▶ **Task**
Repeat the whole listing below exactly as it reads.

▶ **Available records**
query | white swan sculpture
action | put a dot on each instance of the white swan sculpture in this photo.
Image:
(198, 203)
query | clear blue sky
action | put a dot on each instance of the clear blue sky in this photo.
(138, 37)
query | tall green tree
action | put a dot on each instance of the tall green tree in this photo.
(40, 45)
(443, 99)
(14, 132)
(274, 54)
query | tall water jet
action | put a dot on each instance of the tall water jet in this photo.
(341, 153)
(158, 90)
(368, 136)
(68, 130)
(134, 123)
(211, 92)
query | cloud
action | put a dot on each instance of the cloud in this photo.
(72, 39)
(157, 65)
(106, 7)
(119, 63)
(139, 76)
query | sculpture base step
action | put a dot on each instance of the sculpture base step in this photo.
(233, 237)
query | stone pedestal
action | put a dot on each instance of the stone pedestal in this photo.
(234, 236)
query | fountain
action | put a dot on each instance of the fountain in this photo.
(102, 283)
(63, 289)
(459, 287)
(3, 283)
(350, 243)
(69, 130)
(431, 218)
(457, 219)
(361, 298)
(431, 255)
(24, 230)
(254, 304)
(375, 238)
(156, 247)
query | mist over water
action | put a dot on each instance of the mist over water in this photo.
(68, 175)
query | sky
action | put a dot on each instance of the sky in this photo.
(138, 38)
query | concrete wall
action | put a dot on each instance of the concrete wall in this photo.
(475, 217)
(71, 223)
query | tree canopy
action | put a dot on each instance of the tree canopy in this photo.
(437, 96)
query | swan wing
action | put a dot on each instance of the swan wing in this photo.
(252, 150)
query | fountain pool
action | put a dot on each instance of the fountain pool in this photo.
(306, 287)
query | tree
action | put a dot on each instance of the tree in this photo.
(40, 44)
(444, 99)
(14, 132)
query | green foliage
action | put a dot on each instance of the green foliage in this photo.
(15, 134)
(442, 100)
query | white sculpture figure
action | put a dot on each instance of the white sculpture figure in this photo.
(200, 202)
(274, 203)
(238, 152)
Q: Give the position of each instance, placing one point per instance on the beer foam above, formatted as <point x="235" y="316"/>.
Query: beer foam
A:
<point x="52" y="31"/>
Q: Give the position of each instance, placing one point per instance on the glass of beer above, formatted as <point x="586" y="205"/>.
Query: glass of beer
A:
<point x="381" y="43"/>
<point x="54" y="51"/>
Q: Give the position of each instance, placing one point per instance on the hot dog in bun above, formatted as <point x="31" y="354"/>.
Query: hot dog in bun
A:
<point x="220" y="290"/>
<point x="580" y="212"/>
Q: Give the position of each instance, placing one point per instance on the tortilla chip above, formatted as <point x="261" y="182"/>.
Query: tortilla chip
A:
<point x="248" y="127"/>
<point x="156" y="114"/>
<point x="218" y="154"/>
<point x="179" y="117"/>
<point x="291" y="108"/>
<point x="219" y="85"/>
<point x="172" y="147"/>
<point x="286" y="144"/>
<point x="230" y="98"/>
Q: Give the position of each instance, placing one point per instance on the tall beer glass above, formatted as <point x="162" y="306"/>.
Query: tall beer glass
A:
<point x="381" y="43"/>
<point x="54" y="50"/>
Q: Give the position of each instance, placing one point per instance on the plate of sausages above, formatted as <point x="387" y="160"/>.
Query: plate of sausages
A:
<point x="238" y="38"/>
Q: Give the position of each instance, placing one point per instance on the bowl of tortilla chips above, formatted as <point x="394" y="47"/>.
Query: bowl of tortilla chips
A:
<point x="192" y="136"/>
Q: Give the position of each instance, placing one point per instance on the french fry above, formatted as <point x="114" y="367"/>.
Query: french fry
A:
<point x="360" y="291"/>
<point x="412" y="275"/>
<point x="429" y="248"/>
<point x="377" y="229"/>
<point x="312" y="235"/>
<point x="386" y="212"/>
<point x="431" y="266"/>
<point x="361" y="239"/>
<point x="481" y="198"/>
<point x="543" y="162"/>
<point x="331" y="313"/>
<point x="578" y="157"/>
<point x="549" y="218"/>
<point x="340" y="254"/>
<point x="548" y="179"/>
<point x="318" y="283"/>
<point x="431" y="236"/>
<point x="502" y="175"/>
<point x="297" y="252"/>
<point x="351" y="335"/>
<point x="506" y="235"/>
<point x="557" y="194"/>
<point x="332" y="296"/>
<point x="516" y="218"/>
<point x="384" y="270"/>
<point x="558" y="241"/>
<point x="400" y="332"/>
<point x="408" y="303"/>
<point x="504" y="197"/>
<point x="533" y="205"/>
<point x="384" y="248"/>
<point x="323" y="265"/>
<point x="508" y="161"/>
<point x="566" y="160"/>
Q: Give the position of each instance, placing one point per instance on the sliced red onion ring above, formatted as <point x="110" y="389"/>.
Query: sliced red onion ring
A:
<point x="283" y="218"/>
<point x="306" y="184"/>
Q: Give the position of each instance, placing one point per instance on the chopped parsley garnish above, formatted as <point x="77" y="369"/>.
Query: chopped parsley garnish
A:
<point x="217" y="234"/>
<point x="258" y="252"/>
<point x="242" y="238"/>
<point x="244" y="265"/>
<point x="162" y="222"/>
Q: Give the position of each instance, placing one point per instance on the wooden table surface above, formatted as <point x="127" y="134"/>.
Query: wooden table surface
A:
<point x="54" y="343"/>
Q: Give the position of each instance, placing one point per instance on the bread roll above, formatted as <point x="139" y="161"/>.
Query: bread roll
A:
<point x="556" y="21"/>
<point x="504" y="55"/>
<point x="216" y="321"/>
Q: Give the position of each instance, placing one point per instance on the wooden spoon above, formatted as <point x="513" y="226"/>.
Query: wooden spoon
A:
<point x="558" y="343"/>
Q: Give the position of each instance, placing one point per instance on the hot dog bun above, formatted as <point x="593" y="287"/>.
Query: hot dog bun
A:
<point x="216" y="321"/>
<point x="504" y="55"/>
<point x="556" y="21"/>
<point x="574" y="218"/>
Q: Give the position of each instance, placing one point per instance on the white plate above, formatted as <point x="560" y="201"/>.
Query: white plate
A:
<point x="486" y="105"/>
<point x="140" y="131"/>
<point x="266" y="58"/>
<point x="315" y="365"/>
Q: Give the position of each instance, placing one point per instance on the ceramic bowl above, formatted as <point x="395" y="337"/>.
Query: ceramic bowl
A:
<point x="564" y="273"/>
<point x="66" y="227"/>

▶ **Exercise response**
query | white swan sculpture
action | put a dot on each instance of the white swan sculpture in this photo.
Image:
(198, 203)
query | clear blue sky
action | put a dot on each instance of the clear blue sky in this photo.
(138, 37)
query | tall green tree
action | put a dot on each instance of the tall green tree in this photo.
(40, 45)
(443, 99)
(14, 132)
(274, 54)
query | tall water jet
action | put a dot on each instance of the tall water jet in this photo.
(341, 153)
(158, 90)
(368, 136)
(68, 130)
(134, 123)
(211, 92)
query | cloud
action | put a dot on each instance of the cloud in this photo.
(72, 39)
(157, 65)
(106, 7)
(119, 63)
(139, 76)
query | sculpture base step
action | put a dot on each instance of the sculpture base step in this photo.
(233, 237)
query | stone pedestal
action | put a dot on each instance of the stone pedestal in this photo.
(234, 236)
query | fountain
action | put a dot on each instance of the fountain in this photo.
(102, 283)
(63, 289)
(459, 287)
(3, 283)
(350, 243)
(69, 130)
(431, 218)
(457, 219)
(361, 298)
(431, 255)
(24, 230)
(254, 304)
(375, 238)
(156, 247)
query | mist over water
action | put a dot on each instance of the mist over water in this photo.
(68, 175)
query | sky
action | put a dot on each instance of the sky in this photo.
(138, 38)
query | concrete wall
action | put a dot on each instance of the concrete wall in this photo.
(475, 217)
(71, 223)
query | tree canopy
action | put a dot on each instance of the tree canopy in this photo.
(437, 96)
query | swan wing
action | put a dot on each instance of the swan wing in this photo.
(252, 150)
query | fountain pool
action | put a dot on each instance of the fountain pool in this photo.
(306, 287)
query | tree
action | put a dot on each instance of the tree in this photo.
(40, 44)
(444, 99)
(14, 132)
query | green foliage
action | put a dot on each instance of the green foliage in this photo.
(15, 134)
(442, 100)
query | white sculpture figure
action | put a dot on each instance of the white sculpture figure in this photo.
(200, 202)
(274, 203)
(238, 152)
Q: Give the position of each instance, placing one point per instance on the beer foam above, formatted as <point x="235" y="316"/>.
Query: beer foam
A:
<point x="52" y="31"/>
Q: Give the position of each instance, placing one point per instance on the glass of beer above, formatted as <point x="586" y="205"/>.
Query: glass of beer
A:
<point x="381" y="43"/>
<point x="54" y="51"/>
Q: Give the position of each instance, placing one point per instance on the hot dog in bun above, formatted as <point x="31" y="354"/>.
Query: hot dog in bun
A:
<point x="220" y="290"/>
<point x="580" y="212"/>
Q: Give the position of each instance, placing one point per instance on the tortilla chip above, formatted as <point x="261" y="182"/>.
Query: tortilla chip
A:
<point x="248" y="127"/>
<point x="156" y="114"/>
<point x="218" y="154"/>
<point x="179" y="117"/>
<point x="291" y="108"/>
<point x="219" y="85"/>
<point x="172" y="147"/>
<point x="286" y="144"/>
<point x="230" y="98"/>
Q: Give the position of each instance, placing one point per instance on the tall beer glass above, formatted as <point x="162" y="306"/>.
Query: tall beer glass
A:
<point x="381" y="43"/>
<point x="54" y="50"/>
Q: Give the position of each instance, placing one point per instance on the plate of sausages above, formatted as <point x="387" y="160"/>.
Query: plate of sausages
A:
<point x="238" y="38"/>
Q: Give the position of each instance, placing one point per instance on the bowl of tortilla chips above, formatted as <point x="394" y="47"/>.
Query: bowl of tortilla chips
A:
<point x="192" y="136"/>
Q: Give the position of each instance, placing one point per instance on the french fry above, formatted as <point x="114" y="367"/>.
Query: french fry
A:
<point x="360" y="291"/>
<point x="412" y="275"/>
<point x="429" y="248"/>
<point x="377" y="229"/>
<point x="312" y="235"/>
<point x="386" y="212"/>
<point x="431" y="266"/>
<point x="361" y="239"/>
<point x="481" y="198"/>
<point x="543" y="162"/>
<point x="331" y="313"/>
<point x="578" y="157"/>
<point x="549" y="218"/>
<point x="340" y="254"/>
<point x="548" y="179"/>
<point x="318" y="283"/>
<point x="431" y="236"/>
<point x="502" y="175"/>
<point x="297" y="252"/>
<point x="351" y="335"/>
<point x="506" y="235"/>
<point x="557" y="194"/>
<point x="332" y="296"/>
<point x="516" y="218"/>
<point x="384" y="270"/>
<point x="558" y="241"/>
<point x="400" y="332"/>
<point x="408" y="303"/>
<point x="504" y="197"/>
<point x="533" y="205"/>
<point x="384" y="248"/>
<point x="323" y="265"/>
<point x="508" y="161"/>
<point x="566" y="160"/>
Q: Give the position of each instance, placing one point per instance on the sliced red onion ring above, formatted as <point x="110" y="389"/>.
Query: sliced red onion ring
A:
<point x="283" y="218"/>
<point x="306" y="184"/>
Q: Give the position of each instance, placing one point per instance on the chopped parsley garnish above, formatted as <point x="77" y="369"/>.
Query: chopped parsley garnish
A:
<point x="217" y="234"/>
<point x="258" y="252"/>
<point x="242" y="238"/>
<point x="244" y="265"/>
<point x="162" y="222"/>
Q: Give the position of each instance, placing one point per instance on the wooden table surface above, formatted as <point x="127" y="134"/>.
Query: wooden table surface
A:
<point x="54" y="343"/>
Q: Give the position of each instance, placing one point per instance on the bread roll above, formatted as <point x="139" y="161"/>.
Query: bread roll
A:
<point x="556" y="21"/>
<point x="504" y="55"/>
<point x="216" y="321"/>
Q: Give the position of each instance, placing one point per instance on the wooden spoon above, formatted as <point x="513" y="226"/>.
Query: wooden spoon
A:
<point x="558" y="343"/>
Q: Give the position of each instance, placing one point per instance on the hot dog bun above, formatted as <point x="593" y="287"/>.
Query: hot dog bun
A:
<point x="216" y="321"/>
<point x="504" y="55"/>
<point x="556" y="21"/>
<point x="574" y="218"/>
Q: Give the position of each instance, placing one point per instance on the white plate above, formatted as <point x="560" y="201"/>.
Query: white plate
A:
<point x="486" y="105"/>
<point x="140" y="131"/>
<point x="266" y="58"/>
<point x="315" y="365"/>
Q: Give the position of each instance, placing one point per instance on the ceramic bowl above, formatted as <point x="395" y="337"/>.
Query: ceramic bowl
A:
<point x="564" y="273"/>
<point x="66" y="227"/>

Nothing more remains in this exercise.